### [Short problem 1]
Return the MonetDB discussion text below word for word, in full.

Thanks for the answers Stefan! The MonetDB system is definitely looking quite interesting. On Thu, 10 Feb 2005, Stefan Manegold wrote:
- I tried a load where I committed after every 100 rows. Noticed _huge_ I/O surges. Looking at the subdirectory, it looked like the X.theap file was being rewritten over and over from scratch. If this is a memory-mapped file, why would this occur? When you start playing with 55MB heap files, this kills performance.
For now, we cannot do much about that, and I suppose, there'll never be any change. Basically, we have to write the whole file to make sure that all changes are properly committed. But why do you consider having commits after every 100 rows, if you do load 250k rows in one go? Isn't a single commit at the end enough?

### [Entries provided]
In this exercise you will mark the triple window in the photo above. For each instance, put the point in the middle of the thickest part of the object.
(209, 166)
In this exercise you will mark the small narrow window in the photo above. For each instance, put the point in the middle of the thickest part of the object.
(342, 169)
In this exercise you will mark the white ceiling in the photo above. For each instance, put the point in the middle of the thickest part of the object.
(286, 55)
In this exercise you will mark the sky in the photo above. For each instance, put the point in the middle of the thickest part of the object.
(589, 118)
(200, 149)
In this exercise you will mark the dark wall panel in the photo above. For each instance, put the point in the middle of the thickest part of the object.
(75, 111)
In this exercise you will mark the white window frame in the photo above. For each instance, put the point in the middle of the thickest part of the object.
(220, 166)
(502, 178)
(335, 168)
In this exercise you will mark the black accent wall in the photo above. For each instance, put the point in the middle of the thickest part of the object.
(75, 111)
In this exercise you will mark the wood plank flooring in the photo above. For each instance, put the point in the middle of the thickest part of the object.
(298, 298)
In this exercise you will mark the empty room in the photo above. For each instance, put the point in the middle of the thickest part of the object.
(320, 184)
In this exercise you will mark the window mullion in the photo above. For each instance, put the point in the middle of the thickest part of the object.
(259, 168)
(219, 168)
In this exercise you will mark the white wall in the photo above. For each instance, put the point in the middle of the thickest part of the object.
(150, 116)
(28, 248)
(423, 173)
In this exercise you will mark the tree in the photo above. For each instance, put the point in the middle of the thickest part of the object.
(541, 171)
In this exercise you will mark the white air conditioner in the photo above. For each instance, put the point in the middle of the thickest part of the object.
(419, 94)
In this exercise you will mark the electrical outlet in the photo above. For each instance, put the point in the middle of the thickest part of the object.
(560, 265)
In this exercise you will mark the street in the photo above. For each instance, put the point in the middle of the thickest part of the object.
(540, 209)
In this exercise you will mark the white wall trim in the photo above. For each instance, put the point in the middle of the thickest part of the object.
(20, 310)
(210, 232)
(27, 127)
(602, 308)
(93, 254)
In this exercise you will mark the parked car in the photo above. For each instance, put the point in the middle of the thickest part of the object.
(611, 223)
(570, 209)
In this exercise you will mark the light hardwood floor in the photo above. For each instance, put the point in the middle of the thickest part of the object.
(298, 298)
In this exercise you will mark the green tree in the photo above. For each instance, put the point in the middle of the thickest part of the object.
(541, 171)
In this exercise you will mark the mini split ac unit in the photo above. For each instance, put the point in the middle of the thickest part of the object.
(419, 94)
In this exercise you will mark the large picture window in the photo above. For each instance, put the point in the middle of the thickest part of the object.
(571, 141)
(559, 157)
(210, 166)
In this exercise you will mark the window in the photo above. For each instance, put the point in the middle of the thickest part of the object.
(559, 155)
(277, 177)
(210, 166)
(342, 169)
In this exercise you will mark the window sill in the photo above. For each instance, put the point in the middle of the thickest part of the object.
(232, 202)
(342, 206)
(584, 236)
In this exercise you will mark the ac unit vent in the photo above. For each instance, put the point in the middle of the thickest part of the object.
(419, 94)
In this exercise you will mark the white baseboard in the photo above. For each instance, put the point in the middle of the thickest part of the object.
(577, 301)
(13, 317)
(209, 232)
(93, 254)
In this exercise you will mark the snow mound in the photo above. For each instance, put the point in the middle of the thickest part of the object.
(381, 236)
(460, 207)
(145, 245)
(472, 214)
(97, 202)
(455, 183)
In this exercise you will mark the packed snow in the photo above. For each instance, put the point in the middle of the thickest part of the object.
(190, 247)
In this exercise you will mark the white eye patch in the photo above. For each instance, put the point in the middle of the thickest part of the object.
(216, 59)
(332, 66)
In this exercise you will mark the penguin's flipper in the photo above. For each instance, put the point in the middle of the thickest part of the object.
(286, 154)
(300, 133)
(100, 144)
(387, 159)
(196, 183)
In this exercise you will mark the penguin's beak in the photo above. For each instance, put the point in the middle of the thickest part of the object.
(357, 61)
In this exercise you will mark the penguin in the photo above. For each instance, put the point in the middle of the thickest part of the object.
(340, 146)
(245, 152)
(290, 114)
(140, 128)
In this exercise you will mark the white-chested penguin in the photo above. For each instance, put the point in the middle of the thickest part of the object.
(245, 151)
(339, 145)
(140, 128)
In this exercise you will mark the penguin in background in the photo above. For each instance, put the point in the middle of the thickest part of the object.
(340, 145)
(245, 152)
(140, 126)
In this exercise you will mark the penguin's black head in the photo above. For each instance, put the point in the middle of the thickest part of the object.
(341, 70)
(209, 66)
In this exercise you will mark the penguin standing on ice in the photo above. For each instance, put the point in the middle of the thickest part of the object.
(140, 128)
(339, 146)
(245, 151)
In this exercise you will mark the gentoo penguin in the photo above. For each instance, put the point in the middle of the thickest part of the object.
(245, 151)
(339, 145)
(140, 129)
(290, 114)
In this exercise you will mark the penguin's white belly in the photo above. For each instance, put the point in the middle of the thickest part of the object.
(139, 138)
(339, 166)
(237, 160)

### [Short problem 2]
Find every line in the entries above that contains the word "black", and copy each of those lines.

### [Exercise solution 1]
Thanks for the answers Stefan! The MonetDB system is definitely looking quite interesting. On Thu, 10 Feb 2005, Stefan Manegold wrote:
- I tried a load where I committed after every 100 rows. Noticed _huge_ I/O surges. Looking at the subdirectory, it looked like the X.theap file was being rewritten over and over from scratch. If this is a memory-mapped file, why would this occur? When you start playing with 55MB heap files, this kills performance.
For now, we cannot do much about that, and I suppose, there'll never be any change. Basically, we have to write the whole file to make sure that all changes are properly committed. But why do you consider having commits after every 100 rows, if you do load 250k rows in one go? Isn't a single commit at the end enough?

### [Exercise solution 2]
In this exercise you will mark the black accent wall in the photo above. For each instance, put the point in the middle of the thickest part of the object.
In this exercise you will mark the penguin's black head in the photo above. For each instance, put the point in the middle of the thickest part of the object.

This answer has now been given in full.